Work to complete: List every line in the records below that contains the string "window", copying each line in full.

Records for processing:
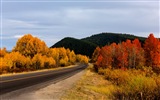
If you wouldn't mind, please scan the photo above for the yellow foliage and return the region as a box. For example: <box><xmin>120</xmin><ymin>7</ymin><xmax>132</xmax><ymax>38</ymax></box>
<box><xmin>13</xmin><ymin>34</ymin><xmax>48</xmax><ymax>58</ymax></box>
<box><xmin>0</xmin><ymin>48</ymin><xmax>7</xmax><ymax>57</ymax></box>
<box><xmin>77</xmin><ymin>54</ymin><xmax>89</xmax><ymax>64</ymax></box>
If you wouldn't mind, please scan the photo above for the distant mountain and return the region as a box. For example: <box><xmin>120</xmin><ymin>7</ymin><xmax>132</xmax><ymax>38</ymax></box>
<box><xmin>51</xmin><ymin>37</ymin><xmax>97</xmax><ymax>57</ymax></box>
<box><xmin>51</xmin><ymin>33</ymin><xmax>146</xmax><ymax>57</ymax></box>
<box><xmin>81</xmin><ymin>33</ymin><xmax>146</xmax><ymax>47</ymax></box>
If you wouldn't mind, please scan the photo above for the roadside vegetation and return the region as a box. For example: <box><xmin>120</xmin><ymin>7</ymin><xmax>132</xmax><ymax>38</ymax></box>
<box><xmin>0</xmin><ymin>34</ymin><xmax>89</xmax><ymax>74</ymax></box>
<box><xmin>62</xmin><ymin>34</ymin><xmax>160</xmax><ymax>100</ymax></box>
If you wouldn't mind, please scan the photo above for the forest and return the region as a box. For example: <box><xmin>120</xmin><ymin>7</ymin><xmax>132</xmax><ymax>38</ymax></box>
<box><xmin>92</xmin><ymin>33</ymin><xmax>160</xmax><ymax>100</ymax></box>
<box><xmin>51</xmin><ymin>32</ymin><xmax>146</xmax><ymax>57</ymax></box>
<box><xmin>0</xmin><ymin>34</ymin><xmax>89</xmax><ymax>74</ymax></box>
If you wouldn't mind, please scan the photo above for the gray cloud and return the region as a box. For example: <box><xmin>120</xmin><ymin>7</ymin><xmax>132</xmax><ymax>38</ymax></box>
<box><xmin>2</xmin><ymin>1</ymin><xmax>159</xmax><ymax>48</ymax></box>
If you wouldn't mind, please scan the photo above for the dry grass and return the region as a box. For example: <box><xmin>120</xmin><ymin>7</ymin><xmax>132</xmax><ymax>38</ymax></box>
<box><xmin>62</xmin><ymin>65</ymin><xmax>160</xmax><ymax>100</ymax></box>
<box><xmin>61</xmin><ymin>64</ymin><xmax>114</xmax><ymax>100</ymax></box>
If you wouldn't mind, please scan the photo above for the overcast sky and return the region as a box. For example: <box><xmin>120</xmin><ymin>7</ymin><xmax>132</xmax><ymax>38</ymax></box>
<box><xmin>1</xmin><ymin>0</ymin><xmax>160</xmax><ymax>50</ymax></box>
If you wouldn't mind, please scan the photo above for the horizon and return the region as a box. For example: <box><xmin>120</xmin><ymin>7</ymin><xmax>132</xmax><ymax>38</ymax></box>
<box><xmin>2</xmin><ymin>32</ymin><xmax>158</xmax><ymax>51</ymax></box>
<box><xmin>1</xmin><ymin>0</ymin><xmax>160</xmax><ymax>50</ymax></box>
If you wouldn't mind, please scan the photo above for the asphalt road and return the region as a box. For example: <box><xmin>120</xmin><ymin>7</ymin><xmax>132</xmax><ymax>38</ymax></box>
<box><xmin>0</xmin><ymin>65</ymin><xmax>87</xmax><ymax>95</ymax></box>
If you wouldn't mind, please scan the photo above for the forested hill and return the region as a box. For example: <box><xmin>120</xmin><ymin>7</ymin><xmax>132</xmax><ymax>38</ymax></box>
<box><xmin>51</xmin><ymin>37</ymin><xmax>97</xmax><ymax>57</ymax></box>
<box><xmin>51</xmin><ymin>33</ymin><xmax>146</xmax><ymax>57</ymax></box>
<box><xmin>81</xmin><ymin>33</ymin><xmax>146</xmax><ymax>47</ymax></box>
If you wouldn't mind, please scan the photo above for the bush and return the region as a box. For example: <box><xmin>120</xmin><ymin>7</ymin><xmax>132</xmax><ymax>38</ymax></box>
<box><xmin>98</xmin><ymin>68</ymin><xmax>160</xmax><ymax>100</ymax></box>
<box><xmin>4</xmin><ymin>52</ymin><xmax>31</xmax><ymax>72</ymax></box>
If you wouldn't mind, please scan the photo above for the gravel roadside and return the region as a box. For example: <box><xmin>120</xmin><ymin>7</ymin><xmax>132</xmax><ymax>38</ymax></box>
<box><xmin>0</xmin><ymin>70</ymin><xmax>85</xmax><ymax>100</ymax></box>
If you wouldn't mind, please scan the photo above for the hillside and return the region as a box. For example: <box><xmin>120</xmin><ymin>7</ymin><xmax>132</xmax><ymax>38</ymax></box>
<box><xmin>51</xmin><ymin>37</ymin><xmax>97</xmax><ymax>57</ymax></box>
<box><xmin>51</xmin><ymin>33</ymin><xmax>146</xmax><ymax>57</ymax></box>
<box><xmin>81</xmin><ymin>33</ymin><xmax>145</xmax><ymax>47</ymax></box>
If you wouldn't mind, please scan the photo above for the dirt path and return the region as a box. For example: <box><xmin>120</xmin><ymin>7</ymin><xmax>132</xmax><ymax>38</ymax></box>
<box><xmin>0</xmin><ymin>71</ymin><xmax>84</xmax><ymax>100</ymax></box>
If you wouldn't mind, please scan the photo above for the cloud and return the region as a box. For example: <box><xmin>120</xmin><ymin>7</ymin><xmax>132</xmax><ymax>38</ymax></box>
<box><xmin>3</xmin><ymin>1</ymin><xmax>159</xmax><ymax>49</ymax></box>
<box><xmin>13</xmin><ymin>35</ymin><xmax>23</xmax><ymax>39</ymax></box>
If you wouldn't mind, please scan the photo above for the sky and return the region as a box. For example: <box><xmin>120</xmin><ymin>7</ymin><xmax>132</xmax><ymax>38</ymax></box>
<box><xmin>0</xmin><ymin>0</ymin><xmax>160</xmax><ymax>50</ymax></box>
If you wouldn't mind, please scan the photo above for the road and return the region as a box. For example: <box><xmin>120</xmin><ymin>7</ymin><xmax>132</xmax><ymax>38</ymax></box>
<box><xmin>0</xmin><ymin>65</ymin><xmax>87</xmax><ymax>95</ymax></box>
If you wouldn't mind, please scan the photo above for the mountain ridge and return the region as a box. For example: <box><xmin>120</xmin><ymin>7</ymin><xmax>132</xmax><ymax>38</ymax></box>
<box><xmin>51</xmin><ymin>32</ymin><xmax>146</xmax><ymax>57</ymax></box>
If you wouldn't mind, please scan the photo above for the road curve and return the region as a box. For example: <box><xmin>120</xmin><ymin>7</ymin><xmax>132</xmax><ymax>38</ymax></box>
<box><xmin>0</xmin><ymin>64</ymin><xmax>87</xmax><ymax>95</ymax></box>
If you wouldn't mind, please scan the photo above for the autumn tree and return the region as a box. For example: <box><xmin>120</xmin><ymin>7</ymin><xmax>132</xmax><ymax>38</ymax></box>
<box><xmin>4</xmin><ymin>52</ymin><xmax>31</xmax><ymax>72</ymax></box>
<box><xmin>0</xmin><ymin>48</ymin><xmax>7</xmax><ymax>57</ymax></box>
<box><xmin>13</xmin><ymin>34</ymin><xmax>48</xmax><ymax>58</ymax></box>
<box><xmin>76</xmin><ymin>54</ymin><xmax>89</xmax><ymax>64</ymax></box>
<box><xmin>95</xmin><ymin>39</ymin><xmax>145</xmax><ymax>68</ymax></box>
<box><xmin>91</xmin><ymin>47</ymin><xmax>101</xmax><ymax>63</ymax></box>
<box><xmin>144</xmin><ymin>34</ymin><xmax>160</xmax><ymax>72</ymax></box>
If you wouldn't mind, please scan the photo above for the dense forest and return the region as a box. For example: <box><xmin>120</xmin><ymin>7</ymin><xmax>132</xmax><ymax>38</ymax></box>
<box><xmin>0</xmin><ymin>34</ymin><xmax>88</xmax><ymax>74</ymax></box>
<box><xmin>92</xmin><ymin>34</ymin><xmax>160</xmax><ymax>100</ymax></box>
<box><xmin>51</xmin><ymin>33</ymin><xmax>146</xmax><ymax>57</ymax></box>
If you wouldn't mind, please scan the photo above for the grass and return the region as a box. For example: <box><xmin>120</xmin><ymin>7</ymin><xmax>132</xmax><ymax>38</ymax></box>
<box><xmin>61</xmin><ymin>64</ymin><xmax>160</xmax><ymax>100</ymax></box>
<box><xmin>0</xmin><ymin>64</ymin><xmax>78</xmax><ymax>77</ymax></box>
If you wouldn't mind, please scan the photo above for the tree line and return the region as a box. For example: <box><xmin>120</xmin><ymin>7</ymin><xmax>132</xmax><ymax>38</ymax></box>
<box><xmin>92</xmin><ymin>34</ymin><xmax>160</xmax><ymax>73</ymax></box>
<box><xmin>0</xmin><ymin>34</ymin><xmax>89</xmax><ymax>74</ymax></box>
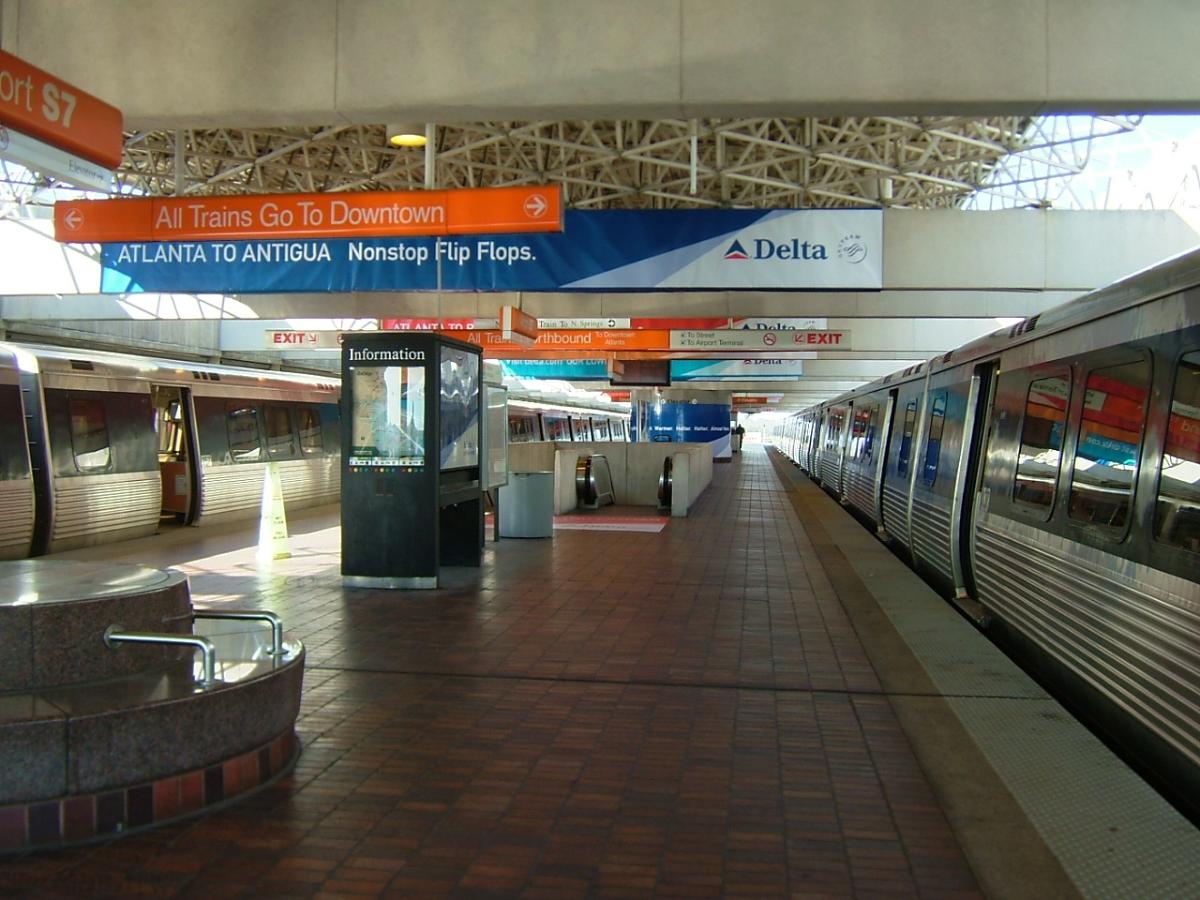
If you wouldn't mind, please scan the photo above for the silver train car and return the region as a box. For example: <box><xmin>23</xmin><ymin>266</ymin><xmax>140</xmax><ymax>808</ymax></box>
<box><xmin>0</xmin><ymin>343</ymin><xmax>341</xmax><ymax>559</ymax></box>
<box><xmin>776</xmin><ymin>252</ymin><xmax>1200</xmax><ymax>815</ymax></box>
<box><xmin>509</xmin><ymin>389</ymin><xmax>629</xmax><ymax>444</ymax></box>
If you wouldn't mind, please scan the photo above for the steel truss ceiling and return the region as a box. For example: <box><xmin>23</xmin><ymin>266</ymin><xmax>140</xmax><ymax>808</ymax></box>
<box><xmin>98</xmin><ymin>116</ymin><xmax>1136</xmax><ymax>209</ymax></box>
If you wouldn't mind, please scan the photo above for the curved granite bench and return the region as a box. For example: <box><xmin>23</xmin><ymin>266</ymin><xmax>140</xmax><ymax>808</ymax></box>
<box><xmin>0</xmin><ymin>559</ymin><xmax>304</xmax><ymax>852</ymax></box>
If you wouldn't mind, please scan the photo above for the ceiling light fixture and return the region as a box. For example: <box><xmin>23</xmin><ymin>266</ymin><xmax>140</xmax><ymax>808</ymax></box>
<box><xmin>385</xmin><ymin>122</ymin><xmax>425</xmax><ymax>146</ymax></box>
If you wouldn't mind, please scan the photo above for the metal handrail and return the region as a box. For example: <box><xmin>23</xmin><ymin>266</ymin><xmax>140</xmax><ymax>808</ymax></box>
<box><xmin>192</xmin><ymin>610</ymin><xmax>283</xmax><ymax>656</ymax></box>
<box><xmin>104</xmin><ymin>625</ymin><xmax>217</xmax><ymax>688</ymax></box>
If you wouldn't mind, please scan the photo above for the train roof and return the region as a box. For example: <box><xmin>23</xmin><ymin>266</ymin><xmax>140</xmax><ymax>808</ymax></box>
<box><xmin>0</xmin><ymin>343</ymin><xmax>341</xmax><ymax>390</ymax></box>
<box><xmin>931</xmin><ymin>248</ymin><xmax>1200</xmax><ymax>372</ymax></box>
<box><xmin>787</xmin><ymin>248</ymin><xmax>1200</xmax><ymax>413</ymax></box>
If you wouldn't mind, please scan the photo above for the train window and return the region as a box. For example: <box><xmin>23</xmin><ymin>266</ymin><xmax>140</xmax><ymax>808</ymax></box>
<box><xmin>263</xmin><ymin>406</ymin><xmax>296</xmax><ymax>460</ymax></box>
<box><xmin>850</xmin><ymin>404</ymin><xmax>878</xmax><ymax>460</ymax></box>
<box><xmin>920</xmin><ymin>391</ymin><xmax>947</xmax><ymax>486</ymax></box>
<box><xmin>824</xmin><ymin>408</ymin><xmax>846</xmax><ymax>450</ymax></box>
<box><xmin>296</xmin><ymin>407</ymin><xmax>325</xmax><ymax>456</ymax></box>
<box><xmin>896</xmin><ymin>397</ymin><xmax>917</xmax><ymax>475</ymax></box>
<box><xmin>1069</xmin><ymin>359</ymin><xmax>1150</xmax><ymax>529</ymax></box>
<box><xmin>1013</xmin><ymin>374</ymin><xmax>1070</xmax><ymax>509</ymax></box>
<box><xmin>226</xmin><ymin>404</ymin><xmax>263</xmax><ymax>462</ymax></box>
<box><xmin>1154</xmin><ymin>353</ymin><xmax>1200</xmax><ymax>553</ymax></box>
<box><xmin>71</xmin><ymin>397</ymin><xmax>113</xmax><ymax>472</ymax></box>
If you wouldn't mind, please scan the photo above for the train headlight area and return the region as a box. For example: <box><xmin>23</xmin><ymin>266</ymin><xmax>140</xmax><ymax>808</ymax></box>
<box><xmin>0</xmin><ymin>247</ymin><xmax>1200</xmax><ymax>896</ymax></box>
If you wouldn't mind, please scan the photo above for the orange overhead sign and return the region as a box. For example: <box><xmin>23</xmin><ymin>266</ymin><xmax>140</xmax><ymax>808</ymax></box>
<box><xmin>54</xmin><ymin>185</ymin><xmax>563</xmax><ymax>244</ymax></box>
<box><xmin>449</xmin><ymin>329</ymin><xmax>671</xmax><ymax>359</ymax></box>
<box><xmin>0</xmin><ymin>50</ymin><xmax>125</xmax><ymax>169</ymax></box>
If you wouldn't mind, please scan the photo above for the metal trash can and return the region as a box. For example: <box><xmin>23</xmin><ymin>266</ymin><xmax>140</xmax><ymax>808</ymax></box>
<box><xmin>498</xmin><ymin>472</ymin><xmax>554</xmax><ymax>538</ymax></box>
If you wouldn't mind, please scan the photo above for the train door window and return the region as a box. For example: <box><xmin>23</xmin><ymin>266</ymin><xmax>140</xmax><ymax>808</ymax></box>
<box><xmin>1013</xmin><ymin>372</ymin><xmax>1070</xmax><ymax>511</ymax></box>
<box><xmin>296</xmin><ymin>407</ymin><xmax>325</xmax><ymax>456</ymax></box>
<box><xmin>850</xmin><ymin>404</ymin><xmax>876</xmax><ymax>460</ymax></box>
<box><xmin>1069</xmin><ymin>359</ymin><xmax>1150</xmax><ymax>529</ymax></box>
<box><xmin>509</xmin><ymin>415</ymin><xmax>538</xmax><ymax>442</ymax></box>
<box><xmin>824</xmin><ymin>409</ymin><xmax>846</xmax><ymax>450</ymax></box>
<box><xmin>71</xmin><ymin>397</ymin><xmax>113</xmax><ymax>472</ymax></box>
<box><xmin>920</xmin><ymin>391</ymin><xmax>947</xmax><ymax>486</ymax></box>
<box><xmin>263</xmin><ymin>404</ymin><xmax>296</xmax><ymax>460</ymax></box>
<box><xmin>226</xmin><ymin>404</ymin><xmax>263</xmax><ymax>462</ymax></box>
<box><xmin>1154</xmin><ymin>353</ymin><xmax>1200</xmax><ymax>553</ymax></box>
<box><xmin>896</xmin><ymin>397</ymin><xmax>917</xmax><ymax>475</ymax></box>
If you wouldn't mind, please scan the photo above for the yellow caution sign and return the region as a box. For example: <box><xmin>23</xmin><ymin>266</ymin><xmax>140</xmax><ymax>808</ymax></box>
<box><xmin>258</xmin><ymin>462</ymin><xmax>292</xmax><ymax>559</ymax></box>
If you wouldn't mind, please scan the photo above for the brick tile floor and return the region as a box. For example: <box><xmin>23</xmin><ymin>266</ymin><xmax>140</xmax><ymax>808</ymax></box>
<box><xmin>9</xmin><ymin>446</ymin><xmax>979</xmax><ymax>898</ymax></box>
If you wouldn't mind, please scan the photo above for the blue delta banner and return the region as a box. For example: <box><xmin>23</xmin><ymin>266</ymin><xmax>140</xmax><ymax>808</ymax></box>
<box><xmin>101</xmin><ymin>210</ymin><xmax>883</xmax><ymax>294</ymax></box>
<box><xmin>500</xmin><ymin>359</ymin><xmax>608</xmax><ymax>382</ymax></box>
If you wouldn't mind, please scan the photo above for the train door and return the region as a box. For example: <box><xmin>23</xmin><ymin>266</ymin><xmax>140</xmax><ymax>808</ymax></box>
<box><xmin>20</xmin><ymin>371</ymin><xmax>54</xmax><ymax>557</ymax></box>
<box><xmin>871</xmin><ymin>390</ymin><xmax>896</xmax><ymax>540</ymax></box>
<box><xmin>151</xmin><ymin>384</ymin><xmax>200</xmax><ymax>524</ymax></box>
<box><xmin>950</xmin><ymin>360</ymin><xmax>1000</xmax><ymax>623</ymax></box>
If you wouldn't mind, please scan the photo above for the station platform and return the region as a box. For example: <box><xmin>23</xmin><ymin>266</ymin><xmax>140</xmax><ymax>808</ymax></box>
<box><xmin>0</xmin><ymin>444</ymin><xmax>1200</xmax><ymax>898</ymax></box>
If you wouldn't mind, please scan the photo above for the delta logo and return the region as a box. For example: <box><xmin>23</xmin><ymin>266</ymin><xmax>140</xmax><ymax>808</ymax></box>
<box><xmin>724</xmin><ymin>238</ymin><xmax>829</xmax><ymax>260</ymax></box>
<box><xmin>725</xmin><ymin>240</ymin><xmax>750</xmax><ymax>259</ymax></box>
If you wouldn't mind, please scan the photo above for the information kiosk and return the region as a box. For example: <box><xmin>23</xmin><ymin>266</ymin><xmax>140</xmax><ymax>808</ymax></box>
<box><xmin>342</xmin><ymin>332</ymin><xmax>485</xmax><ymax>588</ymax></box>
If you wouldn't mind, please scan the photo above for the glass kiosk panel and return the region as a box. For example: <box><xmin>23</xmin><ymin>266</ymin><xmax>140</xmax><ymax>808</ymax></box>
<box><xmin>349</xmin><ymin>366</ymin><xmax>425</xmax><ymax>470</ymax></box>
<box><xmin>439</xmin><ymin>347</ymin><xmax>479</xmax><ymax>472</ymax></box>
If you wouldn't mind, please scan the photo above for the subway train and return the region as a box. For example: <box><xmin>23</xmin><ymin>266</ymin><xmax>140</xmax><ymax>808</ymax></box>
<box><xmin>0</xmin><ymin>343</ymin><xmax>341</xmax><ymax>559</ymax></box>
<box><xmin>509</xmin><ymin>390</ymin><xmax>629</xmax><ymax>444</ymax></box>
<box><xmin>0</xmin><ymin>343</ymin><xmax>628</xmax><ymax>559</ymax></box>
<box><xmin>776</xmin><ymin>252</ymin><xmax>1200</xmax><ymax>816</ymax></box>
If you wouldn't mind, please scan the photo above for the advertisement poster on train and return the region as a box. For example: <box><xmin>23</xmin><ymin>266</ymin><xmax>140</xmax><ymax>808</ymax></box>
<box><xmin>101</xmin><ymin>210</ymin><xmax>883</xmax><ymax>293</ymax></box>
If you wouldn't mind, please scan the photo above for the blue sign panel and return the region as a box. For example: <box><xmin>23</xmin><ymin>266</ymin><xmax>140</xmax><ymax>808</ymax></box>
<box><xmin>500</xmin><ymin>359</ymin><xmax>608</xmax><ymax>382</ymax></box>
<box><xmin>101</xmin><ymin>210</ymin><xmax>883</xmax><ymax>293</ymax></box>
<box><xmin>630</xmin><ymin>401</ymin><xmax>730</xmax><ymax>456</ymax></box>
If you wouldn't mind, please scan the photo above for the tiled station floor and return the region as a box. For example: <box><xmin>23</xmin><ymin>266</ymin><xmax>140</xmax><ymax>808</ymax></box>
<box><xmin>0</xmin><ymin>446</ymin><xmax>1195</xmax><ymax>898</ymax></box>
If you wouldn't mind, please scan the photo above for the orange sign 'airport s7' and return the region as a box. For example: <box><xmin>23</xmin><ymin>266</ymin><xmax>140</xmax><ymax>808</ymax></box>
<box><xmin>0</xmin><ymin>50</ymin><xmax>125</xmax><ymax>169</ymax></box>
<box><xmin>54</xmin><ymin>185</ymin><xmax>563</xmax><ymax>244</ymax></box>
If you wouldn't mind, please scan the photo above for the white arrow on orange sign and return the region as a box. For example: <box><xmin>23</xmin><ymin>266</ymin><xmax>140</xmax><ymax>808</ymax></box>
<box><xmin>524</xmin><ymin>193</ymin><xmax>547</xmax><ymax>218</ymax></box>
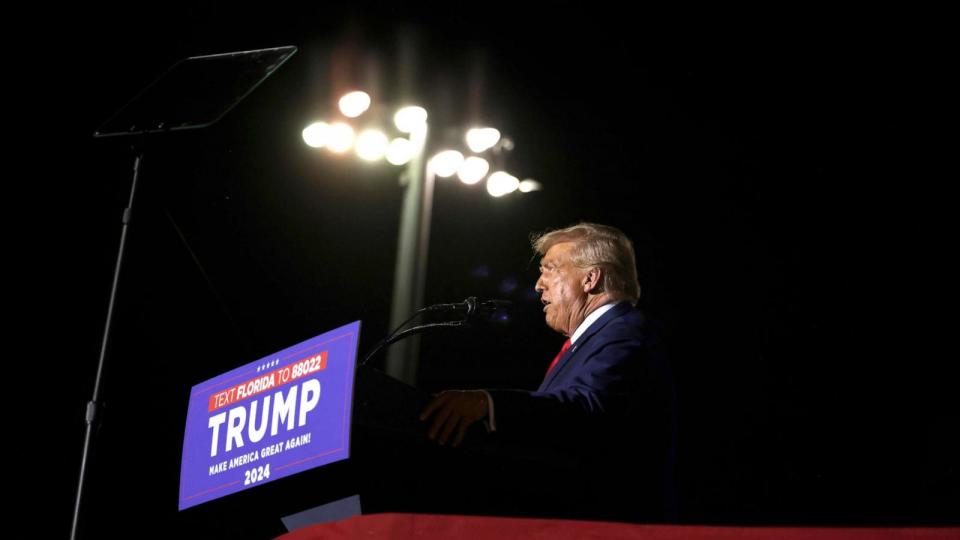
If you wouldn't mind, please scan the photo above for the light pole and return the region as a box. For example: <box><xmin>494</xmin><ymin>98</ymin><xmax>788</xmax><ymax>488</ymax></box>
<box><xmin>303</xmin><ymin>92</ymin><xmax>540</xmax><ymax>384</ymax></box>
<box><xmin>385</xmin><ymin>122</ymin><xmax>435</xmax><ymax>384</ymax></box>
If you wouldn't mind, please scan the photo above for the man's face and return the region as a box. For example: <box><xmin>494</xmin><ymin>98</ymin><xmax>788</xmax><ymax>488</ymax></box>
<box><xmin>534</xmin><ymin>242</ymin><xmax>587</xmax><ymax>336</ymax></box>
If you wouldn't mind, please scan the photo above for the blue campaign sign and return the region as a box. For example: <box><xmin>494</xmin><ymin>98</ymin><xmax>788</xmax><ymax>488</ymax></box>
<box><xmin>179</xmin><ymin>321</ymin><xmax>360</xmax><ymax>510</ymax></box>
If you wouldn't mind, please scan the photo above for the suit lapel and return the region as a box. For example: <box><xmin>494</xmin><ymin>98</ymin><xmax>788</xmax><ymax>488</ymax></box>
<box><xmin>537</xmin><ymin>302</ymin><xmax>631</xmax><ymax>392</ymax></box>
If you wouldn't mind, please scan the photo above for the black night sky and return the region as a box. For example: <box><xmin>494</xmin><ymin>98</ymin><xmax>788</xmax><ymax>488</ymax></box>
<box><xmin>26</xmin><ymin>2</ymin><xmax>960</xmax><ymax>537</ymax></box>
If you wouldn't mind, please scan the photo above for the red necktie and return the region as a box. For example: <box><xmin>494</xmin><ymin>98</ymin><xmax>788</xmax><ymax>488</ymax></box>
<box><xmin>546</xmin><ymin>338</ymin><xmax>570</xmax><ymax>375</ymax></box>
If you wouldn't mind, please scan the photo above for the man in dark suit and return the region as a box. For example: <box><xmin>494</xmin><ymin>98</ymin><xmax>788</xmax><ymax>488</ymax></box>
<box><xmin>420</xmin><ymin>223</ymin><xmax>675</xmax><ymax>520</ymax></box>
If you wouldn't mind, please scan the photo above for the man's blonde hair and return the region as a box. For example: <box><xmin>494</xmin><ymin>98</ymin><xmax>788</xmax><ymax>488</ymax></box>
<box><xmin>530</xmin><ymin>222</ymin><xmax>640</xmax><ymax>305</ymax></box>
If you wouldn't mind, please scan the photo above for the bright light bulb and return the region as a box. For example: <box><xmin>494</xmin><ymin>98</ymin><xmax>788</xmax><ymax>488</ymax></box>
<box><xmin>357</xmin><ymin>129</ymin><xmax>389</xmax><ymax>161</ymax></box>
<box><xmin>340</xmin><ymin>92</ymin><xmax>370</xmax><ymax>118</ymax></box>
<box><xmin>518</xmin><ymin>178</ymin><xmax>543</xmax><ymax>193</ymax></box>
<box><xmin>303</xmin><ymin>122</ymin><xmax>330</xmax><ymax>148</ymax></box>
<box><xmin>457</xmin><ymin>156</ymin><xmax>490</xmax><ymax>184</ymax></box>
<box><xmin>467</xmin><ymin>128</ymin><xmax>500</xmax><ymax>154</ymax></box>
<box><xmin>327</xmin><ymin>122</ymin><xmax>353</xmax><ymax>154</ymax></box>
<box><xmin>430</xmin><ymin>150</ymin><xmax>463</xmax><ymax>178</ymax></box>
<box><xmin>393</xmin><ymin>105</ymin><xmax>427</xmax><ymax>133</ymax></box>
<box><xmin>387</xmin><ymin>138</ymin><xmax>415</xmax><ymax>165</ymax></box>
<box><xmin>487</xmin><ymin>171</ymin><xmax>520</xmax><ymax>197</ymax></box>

Right answer:
If you wouldn't mind, please scan the photo above for the train window and return the region as a box. For example: <box><xmin>23</xmin><ymin>266</ymin><xmax>140</xmax><ymax>808</ymax></box>
If you wouldn't mind, please scan the photo above for the train door window and return the region as a box. For example: <box><xmin>23</xmin><ymin>266</ymin><xmax>140</xmax><ymax>808</ymax></box>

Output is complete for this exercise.